The process of testing for the retention of specific letters that have just been presented sequentially to the model is done as follows. The network is started in a random initial activity state , and then the network's state is allowed to evolve according to the dynamics described above for a 200 time step test period. Because of the changing nature of the thresholds, the network does not reach a fixed state during the test period, but instead typically oscillates between states that are at or close to some of the activity patterns that were shown to it during the simulated running memory span task. During this testing period, the similarity measure sλ for each of the stimuli λ is recorded at each time step.

In the simulations that follow, we label a specific stimulus or letter λ that was presented to the network as being actively present in memory, and thus recalled by the model, only if sλ reaches a value of 1.0 during the 200 time step testing interval. This means the stimulus must be perfectly recalled by the network during this testing period at least once. We use this strict criterion because the similarity measure of some letters that are similar to each other can tend to rise and fall synchronously. For example, when the current state is an exact match for the letter T (i.e., state representing letter T is present with sT= 1.0), then letter I would have a small but significant sI value simultaneously due to its overlap with T.

■ AIM 1: Retype the passage on testing the memory network, starting at "In the simulations" and ending at "overlap with T.".
■ AIM 2: Continue the passage on testing the memory network from the point where it stops.

■ RECORDED DATA:
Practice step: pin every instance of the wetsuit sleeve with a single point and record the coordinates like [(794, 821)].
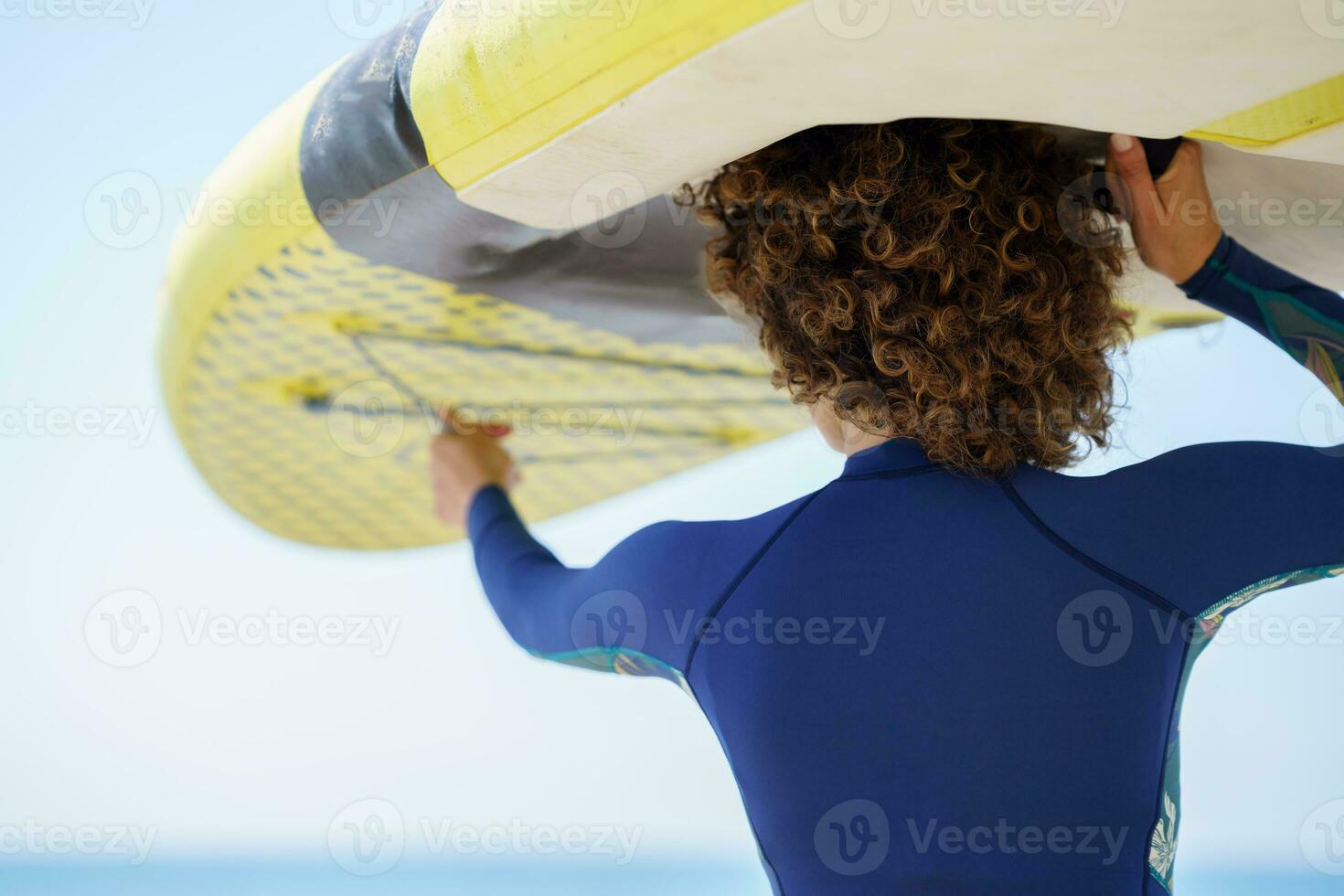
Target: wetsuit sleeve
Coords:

■ RESPONSE 1:
In the simulations that follow, we label a specific stimulus or letter λ that was presented to the network as being actively present in memory, and thus recalled by the model, only if sλ reaches a value of 1.0 during the 200 time step testing interval. This means the stimulus must be perfectly recalled by the network during this testing period at least once. We use this strict criterion because the similarity measure of some letters that are similar to each other can tend to rise and fall synchronously. For example, when the current state is an exact match for the letter T (i.e., state representing letter T is present with sT= 1.0), then letter I would have a small but significant sI value simultaneously due to its overlap with T.

■ RESPONSE 2:
2.3.  Behavioral Data.

We collected behavioral data on a running memory span task for comparison with the model's performance, roughly following the designs of Pollack, Johnson, and Knaff (1959) and Bunting, Cowan, and Saults (2006). Our human experimental data were obtained from 38 adult subjects (13 females, 25 males, mean age 25) who were shown a rapidly presented, two per second sequence of 12 to 20 randomly ordered stimuli under computer control and were asked to remember the most recent six items in the order of their presentation.3 Subjects indicated the stimuli that they recalled by clicking on a subsequent graphical display of all possible stimuli. Recall was measured by assessing accuracy of recall as a function of stimulus position. A stimulus was counted as accurately recalled only if (1) it was presented in the retention window (i.e., the last six items, depending on instructions), (2) it was correctly recalled by the participant, and (3) it was recalled in the same position as it was presented (counting backward from the final, most recent stimulus). Any item presented prior to the retention window that was recalled was considered a false positive, as was any item that was not presented at all but was recalled. Any item from the retention window that was not recalled was considered a miss. Any item that was presented in the retention window but recalled in the incorrect position was also counted as wrong (e.g., if the last six items presented were “1 2 3 4 5 6” and the subject recalled “4 3 2 6 5 1,” then only “5” was counted as correct). Twelve trials were conducted for the task, with each subject requiring roughly 20 minutes per subject. No time restrictions were placed on subject responses. All 38 subjects completed the task.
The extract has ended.